* Reading passage

--- START ---

The Dr. Fox Effect

This presentation, an in-joke among engineers, is technobabble but manages to seem oddly persuasive. In 1970, John Ware and Reed Williams of the University of Southern California School of Medicine ran an experiment that helps to show why.

The researchers arranged lectures on mathematical game theory for two audiences of psychiatrists and psychologists. In one classroom the lecturer was an actual scientist, and in the other he was an actor playing “Dr. Myron L. Fox” who’d been given one day to prepare a lecture “with an excessive use of double-talk, neologisms, non sequiturs, and contradicting statements.”

When both Fox and the scientist delivered their material in an inexpressive monotone, the scientist’s students performed better on an examination. But when both spoke engagingly, the students rated the charlatan as highly as the expert.

--- END ---

* What to do
• a. Copy the Dr. Fox passage again, everything from "The Dr. Fox" down to "to show why.", and replace "engineers" with "programmers".
• b. According to the Dr. Fox passage, what subject were the lectures in the experiment about?
The items after the Dr. Fox passage have no connection to it.

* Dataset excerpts

--- START ---

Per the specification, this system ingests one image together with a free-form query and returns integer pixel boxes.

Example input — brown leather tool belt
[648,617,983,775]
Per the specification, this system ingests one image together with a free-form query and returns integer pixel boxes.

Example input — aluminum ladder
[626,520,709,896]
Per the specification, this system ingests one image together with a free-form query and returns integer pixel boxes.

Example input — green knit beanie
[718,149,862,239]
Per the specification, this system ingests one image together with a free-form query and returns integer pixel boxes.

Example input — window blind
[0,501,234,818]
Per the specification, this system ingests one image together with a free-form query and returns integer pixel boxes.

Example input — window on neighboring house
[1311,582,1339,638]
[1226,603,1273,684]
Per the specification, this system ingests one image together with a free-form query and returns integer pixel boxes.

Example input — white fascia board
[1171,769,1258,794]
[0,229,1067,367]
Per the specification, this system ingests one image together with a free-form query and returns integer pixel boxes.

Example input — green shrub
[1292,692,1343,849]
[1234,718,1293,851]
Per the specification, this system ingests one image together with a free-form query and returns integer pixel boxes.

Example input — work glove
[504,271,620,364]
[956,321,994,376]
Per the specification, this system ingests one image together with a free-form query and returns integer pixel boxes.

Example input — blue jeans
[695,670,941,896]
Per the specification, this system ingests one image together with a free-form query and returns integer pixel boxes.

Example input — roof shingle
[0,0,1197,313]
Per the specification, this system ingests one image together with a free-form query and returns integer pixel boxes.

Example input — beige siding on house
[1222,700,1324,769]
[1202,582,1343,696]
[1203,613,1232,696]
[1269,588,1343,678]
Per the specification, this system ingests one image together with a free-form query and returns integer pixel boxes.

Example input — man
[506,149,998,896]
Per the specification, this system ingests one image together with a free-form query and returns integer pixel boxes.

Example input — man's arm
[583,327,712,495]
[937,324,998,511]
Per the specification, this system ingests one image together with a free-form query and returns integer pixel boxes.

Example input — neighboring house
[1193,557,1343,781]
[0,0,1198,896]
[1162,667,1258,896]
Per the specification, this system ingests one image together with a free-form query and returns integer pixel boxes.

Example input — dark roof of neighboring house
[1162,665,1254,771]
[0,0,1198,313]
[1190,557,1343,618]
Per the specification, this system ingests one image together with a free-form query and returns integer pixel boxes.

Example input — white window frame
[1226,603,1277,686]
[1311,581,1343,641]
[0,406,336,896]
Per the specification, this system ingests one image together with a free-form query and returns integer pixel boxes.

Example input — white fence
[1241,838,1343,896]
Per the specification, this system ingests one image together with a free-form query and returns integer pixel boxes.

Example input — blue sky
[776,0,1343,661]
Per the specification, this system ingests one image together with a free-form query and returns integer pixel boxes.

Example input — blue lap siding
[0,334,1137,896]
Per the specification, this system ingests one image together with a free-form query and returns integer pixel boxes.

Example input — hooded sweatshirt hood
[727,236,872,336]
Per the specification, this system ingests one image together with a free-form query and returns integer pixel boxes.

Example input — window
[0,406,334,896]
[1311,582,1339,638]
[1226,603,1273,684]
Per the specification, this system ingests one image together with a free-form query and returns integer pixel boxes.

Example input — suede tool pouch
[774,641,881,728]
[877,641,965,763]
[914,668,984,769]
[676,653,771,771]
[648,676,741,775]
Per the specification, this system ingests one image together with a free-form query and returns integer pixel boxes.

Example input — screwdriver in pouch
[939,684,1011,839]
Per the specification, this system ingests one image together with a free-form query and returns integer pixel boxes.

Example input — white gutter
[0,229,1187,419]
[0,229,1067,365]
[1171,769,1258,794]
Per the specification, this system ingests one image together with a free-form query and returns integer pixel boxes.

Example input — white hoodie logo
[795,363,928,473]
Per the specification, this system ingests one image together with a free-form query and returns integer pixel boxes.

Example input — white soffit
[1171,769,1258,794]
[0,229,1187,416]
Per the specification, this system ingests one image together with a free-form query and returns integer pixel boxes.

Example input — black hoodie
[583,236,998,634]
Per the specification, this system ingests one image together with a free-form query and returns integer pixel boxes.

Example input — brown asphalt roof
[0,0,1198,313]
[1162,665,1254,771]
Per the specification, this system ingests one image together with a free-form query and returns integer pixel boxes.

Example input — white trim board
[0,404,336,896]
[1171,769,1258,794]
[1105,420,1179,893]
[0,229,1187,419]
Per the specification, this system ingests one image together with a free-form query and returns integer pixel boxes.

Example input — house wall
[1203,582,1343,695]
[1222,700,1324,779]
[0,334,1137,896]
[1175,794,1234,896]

--- END ---

* Solved tasks
• a.
The Dr. Fox Effect

This presentation, an in-joke among programmers, is technobabble but manages to seem oddly persuasive. In 1970, John Ware and Reed Williams of the University of Southern California School of Medicine ran an experiment that helps to show why.

• b. Mathematical game theory.